Menu
Amazon Redshift
Database Developer Guide (API Version 2012-12-01)

VACUUM

Reclaims space and resorts rows in either a specified table or all tables in the current database.

Note

Only the table owner or a superuser can effectively vacuum a table. If VACUUM is run without the necessary table privileges, the operation completes successfully but has no effect.

By default, VACUUM skips the sort phase for any table where more than 95 percent of the table's rows are already sorted. Skipping the sort phase can significantly improve VACUUM performance. In addition, in the delete phase VACUUM reclaims space such that at least 95 percent of the remaining rows are not marked for deletion. Because VACUUM is often able to skip rewriting many blocks that contain only a few rows marked for deletion, it usually needs much less time for the delete phase compared to reclaiming 100 percent of deleted rows. To change the default sort or delete threshold for a single table, include the table name and the TO threshold PERCENT parameter when you run VACUUM.

Note

The Amazon Redshift VACUUM command syntax and behavior are substantially different from the PostgreSQL VACUUM operation. For example, the default VACUUM operation in Amazon Redshift is VACUUM FULL, which reclaims disk space and resorts all rows. In contrast, the default VACUUM operation in PostgreSQL simply reclaims space and makes it available for reuse.

For more information, see Vacuuming Tables.

Syntax

VACUUM [ FULL | SORT ONLY | DELETE ONLY | REINDEX ] 
[ [ table_name ] [ TO threshold PERCENT ] ]

Parameters

FULL

Sorts the specified table (or all tables in the current database) and reclaims disk space occupied by rows that were marked for deletion by previous UPDATE and DELETE operations. A full vacuum doesn't perform a reindex for interleaved tables. To reindex interleaved tables followed by a full vacuum, use the VACUUM REINDEX option.

# Problems
1. Repeat the part of the VACUUM text between "For more information, see" and "VACUUM REINDEX option.", inclusive.
2. Based on the VACUUM text, mark each statement below yes or no, and quote the words from the text that decide it.
(a) By default, VACUUM skips the sort phase for a table when more than 95 percent of its rows are already sorted.
(b) In Amazon Redshift, the default VACUUM operation reclaims space without resorting rows.
(c) A full vacuum performs a reindex for interleaved tables.
3. According to the VACUUM text, what happens when VACUUM is run without the necessary table privileges?

# Given information
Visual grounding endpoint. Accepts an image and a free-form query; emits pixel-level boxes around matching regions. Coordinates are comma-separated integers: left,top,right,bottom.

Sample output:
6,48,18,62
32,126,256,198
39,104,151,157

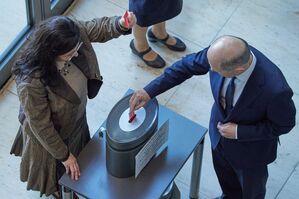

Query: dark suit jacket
144,47,296,168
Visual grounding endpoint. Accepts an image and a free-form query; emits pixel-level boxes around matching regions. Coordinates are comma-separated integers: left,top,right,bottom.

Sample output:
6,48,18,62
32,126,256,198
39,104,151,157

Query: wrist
58,150,70,162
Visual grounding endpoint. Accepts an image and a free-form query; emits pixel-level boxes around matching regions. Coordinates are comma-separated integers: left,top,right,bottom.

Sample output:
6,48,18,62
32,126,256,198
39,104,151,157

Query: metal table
59,102,207,199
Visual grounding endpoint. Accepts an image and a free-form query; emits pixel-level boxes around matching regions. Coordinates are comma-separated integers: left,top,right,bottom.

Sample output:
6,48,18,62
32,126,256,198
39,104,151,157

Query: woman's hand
129,89,151,115
62,153,80,180
119,11,137,29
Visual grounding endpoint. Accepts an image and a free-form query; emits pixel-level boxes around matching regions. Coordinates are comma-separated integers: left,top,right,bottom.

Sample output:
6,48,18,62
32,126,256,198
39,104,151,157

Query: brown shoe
130,40,166,68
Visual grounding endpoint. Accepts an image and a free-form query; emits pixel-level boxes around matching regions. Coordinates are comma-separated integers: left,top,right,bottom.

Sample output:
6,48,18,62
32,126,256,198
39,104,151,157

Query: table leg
61,186,73,199
189,138,204,199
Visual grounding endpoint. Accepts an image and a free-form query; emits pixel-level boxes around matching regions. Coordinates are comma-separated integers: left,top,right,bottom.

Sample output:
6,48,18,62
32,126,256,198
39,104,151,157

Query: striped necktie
224,77,236,115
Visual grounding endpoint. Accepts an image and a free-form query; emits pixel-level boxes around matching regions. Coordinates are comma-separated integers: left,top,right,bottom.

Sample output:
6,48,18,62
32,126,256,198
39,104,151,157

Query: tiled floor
0,0,299,199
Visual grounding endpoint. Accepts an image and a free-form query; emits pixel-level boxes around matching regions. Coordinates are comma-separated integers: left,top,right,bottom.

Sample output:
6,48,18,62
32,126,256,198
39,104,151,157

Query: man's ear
235,66,246,73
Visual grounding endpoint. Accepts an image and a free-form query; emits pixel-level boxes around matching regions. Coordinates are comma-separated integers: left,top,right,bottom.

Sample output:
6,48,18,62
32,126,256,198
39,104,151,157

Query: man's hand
217,122,237,139
119,11,137,29
130,89,151,114
62,153,80,180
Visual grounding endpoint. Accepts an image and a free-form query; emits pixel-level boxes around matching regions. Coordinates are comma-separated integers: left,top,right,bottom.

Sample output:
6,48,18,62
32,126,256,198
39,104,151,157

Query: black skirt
129,0,183,27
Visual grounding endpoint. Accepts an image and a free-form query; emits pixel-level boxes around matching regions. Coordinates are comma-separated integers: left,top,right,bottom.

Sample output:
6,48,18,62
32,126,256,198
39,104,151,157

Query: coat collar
225,60,265,121
49,44,90,104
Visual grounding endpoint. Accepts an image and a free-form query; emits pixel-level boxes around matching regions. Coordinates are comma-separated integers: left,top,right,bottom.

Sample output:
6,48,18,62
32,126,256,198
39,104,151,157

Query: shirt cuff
58,150,70,162
115,17,132,35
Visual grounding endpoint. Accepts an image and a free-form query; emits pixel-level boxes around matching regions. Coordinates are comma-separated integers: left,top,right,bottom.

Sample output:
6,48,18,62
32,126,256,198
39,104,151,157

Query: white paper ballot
135,120,169,178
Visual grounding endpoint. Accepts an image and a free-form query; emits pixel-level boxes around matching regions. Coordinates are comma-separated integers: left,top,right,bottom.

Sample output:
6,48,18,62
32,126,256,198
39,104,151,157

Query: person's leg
152,21,176,45
212,144,242,199
133,24,158,61
236,165,268,199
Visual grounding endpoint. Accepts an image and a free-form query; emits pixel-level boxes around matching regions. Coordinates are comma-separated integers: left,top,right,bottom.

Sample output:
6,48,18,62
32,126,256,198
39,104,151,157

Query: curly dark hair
12,16,80,85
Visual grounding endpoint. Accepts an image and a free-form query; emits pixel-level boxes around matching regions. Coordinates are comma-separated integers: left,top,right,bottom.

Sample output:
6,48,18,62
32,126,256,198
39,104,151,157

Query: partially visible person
130,36,296,199
129,0,186,68
11,13,136,198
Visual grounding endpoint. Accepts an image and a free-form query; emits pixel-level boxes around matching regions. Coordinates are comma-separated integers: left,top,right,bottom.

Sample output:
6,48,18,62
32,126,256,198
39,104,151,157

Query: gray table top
59,105,207,199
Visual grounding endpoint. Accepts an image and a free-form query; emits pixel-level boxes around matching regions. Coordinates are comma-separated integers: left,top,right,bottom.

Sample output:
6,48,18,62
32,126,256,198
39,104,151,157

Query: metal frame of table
59,105,207,199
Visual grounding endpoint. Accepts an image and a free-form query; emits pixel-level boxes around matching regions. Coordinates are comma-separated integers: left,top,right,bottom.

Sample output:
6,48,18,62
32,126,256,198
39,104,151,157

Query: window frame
0,0,74,89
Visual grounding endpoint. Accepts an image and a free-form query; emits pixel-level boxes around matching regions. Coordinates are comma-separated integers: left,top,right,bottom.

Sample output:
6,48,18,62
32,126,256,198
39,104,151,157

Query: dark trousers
212,143,268,199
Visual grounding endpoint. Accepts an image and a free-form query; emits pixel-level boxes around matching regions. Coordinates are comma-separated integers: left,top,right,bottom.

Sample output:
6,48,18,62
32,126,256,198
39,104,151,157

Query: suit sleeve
18,80,69,161
144,48,210,98
79,17,132,43
238,88,296,141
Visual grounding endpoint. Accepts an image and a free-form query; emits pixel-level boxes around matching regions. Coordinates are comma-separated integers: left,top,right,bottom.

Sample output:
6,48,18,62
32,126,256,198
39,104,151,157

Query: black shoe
130,39,166,68
147,29,186,51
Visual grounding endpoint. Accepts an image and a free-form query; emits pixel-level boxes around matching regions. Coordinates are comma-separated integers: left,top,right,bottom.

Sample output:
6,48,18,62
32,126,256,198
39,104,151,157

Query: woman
129,0,186,68
11,13,136,198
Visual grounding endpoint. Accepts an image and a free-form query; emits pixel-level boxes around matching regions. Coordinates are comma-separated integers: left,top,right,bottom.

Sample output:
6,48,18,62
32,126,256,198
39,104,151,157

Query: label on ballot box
135,120,169,178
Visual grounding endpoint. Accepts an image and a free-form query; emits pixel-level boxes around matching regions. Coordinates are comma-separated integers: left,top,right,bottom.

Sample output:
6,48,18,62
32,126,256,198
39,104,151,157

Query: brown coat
11,17,130,196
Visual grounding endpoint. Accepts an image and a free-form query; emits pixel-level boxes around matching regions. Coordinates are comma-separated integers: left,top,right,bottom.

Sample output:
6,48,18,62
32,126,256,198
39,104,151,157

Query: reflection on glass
0,0,27,57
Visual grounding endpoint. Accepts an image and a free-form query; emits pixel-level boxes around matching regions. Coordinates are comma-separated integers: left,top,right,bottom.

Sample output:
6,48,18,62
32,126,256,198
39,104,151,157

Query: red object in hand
123,10,129,28
128,111,136,123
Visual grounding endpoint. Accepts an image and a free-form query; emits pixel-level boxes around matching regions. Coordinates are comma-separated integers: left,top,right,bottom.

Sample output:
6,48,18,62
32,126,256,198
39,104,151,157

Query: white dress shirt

# Answer set
1.
For more information, see Vacuuming Tables.

Syntax

VACUUM [ FULL | SORT ONLY | DELETE ONLY | REINDEX ] 
[ [ table_name ] [ TO threshold PERCENT ] ]

Parameters

FULL

Sorts the specified table (or all tables in the current database) and reclaims disk space occupied by rows that were marked for deletion by previous UPDATE and DELETE operations. A full vacuum doesn't perform a reindex for interleaved tables. To reindex interleaved tables followed by a full vacuum, use the VACUUM REINDEX option.

2.
(a) Yes: "By default, VACUUM skips the sort phase for any table where more than 95 percent of the table's rows are already sorted."
(b) No: "the default VACUUM operation in Amazon Redshift is VACUUM FULL, which reclaims disk space and resorts all rows."
(c) No: "A full vacuum doesn't perform a reindex for interleaved tables."

3. The operation completes successfully but has no effect.